### What is asked
Format everything from the line containing "Expected: for each instance of the white toilet" down to the line containing "x=299 y=386" as a Markdown table with a Row column for the row number and a Line column for the line, leaving out blank lines.

Point labeling dataset items
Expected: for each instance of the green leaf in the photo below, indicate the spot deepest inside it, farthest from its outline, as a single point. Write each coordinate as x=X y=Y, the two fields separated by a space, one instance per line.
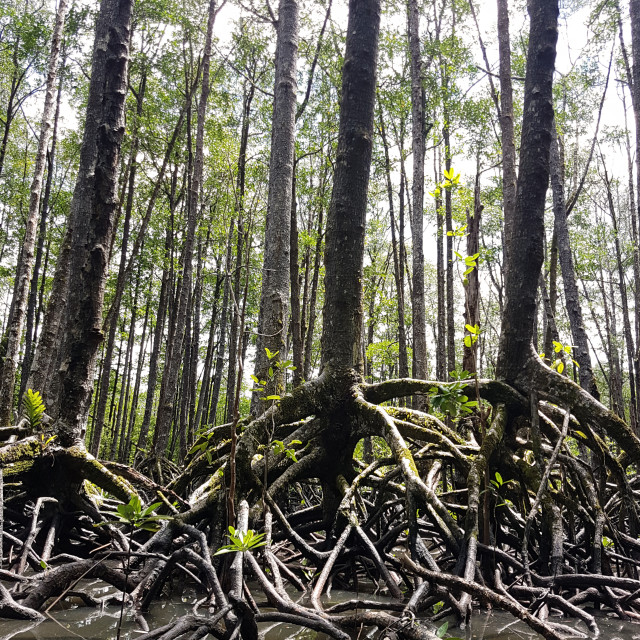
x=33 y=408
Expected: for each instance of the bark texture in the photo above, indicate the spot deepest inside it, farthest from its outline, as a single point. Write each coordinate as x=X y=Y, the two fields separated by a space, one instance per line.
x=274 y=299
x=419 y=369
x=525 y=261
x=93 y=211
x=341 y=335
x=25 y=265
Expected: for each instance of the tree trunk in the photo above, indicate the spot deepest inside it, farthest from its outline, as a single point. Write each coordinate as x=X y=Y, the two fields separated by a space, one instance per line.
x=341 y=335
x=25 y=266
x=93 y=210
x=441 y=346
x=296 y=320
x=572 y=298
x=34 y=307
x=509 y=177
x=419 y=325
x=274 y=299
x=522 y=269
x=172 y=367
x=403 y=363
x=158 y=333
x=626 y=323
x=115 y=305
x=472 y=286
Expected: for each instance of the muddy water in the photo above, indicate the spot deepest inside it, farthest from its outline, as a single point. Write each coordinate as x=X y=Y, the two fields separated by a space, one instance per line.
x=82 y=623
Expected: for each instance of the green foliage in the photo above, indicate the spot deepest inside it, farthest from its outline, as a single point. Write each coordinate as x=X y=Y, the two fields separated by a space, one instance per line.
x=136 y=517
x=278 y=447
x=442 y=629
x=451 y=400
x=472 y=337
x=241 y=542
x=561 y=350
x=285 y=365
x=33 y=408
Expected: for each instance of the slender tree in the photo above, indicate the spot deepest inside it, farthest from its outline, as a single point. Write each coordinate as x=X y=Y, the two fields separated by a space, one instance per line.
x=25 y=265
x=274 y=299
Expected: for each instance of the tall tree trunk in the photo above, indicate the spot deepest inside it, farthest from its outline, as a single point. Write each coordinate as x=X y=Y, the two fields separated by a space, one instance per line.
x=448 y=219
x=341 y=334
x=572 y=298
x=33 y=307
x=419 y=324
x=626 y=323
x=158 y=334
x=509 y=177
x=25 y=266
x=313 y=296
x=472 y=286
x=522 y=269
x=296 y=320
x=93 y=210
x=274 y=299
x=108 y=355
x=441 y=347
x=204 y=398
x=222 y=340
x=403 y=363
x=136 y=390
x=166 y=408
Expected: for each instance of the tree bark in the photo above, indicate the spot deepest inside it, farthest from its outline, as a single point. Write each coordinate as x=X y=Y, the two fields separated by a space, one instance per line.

==

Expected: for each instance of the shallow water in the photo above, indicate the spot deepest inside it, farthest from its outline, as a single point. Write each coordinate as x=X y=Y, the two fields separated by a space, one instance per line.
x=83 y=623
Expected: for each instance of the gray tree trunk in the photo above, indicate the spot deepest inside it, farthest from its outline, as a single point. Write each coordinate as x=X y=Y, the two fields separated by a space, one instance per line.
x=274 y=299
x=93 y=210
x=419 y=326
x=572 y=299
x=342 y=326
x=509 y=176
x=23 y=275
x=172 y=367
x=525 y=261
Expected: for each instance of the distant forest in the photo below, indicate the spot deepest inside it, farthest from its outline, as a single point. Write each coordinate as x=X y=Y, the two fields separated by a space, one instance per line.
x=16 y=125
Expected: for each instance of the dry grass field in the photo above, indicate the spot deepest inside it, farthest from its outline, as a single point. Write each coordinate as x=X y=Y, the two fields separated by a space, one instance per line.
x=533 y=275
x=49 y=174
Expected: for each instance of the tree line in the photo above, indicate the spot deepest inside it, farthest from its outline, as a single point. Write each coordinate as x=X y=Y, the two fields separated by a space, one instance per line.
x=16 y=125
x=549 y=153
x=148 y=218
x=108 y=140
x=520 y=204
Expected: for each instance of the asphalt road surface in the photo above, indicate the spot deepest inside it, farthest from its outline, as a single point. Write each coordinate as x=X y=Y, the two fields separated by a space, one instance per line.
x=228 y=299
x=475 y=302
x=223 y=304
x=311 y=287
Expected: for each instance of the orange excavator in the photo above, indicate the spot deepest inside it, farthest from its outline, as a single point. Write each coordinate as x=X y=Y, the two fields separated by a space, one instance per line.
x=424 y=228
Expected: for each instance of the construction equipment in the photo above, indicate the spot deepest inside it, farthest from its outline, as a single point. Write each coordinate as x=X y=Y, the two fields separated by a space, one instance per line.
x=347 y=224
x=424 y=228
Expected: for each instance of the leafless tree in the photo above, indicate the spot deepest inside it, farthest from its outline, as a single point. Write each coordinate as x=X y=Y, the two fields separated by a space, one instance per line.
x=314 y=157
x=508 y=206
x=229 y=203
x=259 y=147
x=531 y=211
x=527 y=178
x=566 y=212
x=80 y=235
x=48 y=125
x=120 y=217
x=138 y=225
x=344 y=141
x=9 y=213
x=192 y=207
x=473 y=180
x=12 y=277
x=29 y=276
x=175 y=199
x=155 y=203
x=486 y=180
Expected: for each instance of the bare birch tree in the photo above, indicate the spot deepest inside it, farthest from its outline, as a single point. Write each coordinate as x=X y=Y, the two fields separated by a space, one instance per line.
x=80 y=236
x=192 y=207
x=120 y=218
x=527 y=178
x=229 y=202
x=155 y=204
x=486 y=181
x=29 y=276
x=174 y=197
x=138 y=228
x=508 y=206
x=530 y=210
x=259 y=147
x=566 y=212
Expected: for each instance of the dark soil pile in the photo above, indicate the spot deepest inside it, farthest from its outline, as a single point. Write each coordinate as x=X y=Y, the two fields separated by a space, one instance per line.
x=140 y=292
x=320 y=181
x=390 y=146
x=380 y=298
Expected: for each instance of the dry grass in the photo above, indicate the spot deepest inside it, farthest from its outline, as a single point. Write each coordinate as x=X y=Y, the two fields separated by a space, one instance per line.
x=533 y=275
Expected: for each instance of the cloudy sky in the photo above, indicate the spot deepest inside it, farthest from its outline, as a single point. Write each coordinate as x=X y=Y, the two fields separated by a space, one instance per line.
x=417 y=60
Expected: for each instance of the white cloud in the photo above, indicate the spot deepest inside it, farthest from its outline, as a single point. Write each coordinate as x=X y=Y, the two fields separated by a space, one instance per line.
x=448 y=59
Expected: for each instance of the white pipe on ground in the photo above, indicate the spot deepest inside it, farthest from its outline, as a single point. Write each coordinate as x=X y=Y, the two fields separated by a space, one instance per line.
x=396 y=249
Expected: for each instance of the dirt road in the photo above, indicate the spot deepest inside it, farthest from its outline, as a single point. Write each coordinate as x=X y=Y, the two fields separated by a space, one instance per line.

...

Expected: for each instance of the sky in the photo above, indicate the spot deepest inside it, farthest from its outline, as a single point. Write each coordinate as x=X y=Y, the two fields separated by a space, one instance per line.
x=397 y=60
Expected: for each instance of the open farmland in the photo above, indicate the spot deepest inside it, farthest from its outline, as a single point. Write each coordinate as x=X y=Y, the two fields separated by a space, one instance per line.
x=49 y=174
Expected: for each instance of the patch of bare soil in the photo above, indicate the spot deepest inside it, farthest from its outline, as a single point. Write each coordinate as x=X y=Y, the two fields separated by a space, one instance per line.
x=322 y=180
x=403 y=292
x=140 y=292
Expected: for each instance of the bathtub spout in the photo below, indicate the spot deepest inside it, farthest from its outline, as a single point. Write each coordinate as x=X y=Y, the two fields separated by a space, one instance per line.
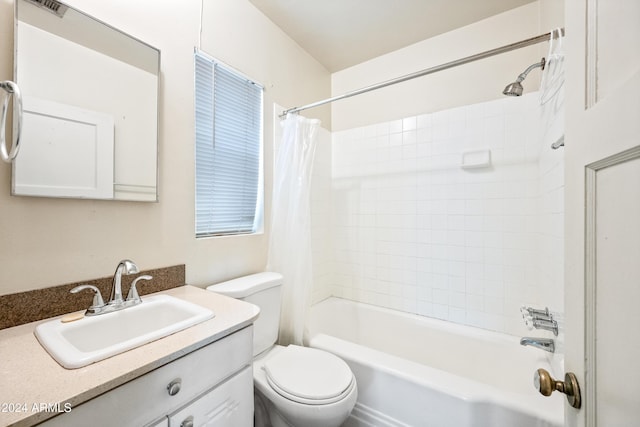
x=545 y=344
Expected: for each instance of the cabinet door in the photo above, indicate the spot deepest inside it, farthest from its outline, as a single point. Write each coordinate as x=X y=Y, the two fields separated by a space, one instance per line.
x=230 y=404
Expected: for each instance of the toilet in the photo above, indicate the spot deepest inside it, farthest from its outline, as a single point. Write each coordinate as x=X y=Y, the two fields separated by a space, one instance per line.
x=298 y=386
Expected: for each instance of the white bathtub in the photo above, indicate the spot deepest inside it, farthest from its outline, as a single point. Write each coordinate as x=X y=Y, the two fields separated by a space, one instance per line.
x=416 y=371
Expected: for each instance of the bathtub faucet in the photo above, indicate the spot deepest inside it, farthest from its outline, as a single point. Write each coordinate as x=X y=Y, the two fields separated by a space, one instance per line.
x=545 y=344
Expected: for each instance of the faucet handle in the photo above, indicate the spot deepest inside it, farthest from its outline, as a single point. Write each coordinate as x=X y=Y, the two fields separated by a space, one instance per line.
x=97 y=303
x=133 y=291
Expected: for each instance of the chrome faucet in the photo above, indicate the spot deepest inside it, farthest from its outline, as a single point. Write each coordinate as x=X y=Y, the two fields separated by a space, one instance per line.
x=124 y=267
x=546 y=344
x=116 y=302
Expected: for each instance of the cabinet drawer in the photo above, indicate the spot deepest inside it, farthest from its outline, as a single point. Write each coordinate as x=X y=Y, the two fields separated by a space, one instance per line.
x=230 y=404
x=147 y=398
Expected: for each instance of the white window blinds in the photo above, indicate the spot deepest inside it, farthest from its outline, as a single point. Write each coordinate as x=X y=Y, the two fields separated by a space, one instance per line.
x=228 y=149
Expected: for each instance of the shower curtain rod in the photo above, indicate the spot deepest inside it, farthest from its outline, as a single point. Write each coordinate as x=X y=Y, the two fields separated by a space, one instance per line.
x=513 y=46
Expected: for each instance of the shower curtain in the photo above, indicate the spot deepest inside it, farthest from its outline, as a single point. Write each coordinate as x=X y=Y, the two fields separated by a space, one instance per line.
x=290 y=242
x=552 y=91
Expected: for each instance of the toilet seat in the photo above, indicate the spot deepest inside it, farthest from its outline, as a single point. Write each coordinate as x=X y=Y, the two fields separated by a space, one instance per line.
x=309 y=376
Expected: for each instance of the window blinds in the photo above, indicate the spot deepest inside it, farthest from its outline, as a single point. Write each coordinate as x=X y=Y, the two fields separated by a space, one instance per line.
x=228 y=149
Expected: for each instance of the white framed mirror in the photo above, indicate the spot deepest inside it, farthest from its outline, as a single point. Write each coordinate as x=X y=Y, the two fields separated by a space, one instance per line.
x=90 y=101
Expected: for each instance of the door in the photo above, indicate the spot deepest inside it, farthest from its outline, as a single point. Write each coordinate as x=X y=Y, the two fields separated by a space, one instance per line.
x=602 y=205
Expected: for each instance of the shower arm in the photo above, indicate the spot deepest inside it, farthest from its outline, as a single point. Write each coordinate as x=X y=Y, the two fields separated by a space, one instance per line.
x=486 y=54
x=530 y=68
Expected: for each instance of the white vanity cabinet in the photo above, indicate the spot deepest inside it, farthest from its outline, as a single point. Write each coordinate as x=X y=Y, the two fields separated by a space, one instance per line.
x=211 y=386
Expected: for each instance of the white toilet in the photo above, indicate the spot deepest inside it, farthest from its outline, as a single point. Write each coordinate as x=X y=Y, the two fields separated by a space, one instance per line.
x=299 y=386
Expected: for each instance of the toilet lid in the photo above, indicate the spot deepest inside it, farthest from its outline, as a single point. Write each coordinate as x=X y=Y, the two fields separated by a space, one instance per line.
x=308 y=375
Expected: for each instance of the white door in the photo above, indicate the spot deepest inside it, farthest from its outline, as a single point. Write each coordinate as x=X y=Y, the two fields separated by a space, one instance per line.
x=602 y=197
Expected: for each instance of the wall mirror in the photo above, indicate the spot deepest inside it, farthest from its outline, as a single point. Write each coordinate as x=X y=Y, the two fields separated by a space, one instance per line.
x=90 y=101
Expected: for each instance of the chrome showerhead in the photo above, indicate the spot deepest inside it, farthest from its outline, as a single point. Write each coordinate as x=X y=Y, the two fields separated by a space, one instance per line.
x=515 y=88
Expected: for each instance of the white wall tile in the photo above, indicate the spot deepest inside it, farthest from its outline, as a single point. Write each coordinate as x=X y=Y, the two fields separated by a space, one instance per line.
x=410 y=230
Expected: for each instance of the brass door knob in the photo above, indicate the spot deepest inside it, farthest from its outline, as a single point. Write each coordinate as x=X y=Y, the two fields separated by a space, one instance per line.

### Written answer
| Row | Line |
|---|---|
| 1 | Expected: for each instance of the white toilet in the photo above, indicate the spot deepest inside it, farthest from its outline, as a single point. Write each coordinate as x=X y=Y, the two fields separated by a space, one instance per line. |
| 2 | x=299 y=386 |